EXERCISE DIRECTIONS: Of the material below, the lines to be retyped are those from the line containing "Target: wooden pole" through the line containing "point(45, 356)", inclusive; reproduce them exactly.
——
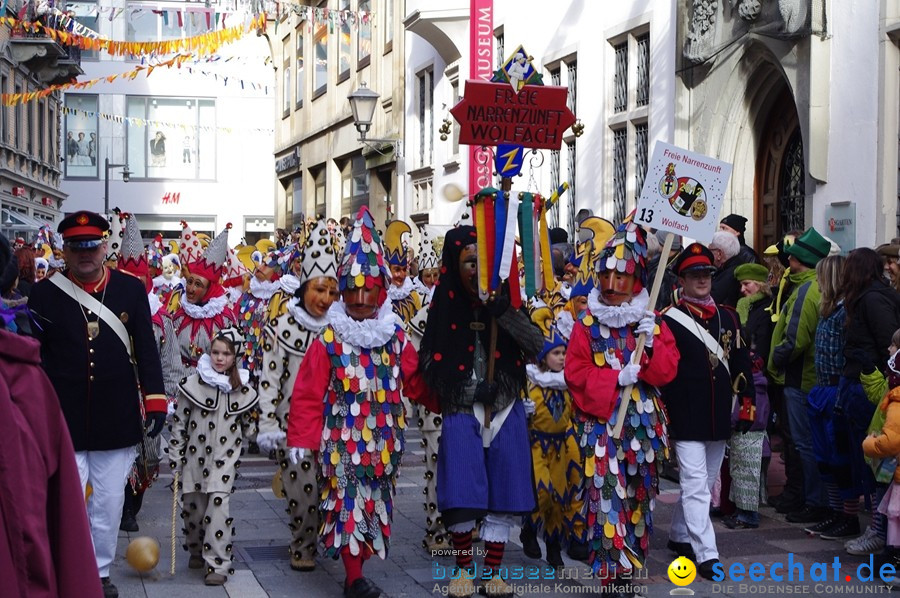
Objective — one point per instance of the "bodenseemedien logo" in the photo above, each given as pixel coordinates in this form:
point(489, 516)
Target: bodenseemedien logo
point(682, 572)
point(817, 578)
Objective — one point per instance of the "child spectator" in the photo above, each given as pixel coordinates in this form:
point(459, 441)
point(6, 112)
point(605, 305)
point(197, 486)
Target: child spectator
point(554, 449)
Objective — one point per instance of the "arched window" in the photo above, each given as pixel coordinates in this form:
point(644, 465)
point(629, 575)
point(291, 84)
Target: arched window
point(792, 194)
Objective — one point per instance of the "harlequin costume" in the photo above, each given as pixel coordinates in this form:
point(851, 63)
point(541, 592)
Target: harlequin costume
point(360, 368)
point(406, 300)
point(481, 471)
point(252, 308)
point(197, 324)
point(133, 259)
point(285, 341)
point(429, 423)
point(584, 262)
point(555, 453)
point(714, 368)
point(91, 369)
point(207, 430)
point(620, 473)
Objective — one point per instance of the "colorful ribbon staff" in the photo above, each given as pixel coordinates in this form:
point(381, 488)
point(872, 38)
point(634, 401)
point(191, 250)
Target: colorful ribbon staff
point(495, 214)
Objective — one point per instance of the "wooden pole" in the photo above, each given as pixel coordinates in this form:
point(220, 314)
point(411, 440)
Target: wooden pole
point(639, 349)
point(174, 516)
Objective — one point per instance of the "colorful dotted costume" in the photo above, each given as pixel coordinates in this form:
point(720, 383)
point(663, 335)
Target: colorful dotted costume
point(285, 342)
point(207, 428)
point(620, 473)
point(359, 367)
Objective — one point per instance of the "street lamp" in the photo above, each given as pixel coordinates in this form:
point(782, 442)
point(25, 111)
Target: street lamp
point(362, 104)
point(126, 176)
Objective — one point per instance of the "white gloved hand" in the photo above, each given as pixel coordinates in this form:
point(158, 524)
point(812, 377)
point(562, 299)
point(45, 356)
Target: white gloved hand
point(296, 454)
point(628, 374)
point(269, 441)
point(529, 407)
point(646, 326)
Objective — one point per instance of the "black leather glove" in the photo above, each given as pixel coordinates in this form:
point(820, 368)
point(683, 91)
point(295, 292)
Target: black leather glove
point(498, 305)
point(863, 359)
point(154, 423)
point(485, 392)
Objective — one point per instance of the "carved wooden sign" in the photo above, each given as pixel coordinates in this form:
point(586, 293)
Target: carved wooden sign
point(535, 116)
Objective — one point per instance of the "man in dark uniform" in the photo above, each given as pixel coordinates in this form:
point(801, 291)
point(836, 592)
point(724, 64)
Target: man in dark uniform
point(87, 314)
point(714, 369)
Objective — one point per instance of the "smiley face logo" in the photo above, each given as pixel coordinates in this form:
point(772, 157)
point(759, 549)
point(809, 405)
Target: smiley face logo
point(682, 571)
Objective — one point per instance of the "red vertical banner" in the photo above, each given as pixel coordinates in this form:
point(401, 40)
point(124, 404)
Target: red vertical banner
point(481, 67)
——
SOLUTION BELOW:
Target: wooden pole
point(639, 349)
point(174, 516)
Objective — one point per instance of the "colorful dotted costume" in the photo above, each given as pixel coordinates in this form:
point(720, 383)
point(663, 335)
Target: colorful dotted costume
point(285, 342)
point(207, 428)
point(620, 473)
point(359, 367)
Objective — one point per instance of the "street lamp" in the photo above, each given as pixel coordinates in this form:
point(782, 442)
point(25, 111)
Target: street lamp
point(362, 104)
point(126, 176)
Objective — one point per instance of the "white gloved hand" in the photo above, each given as pixel coordinates in this form:
point(158, 524)
point(812, 377)
point(562, 299)
point(45, 356)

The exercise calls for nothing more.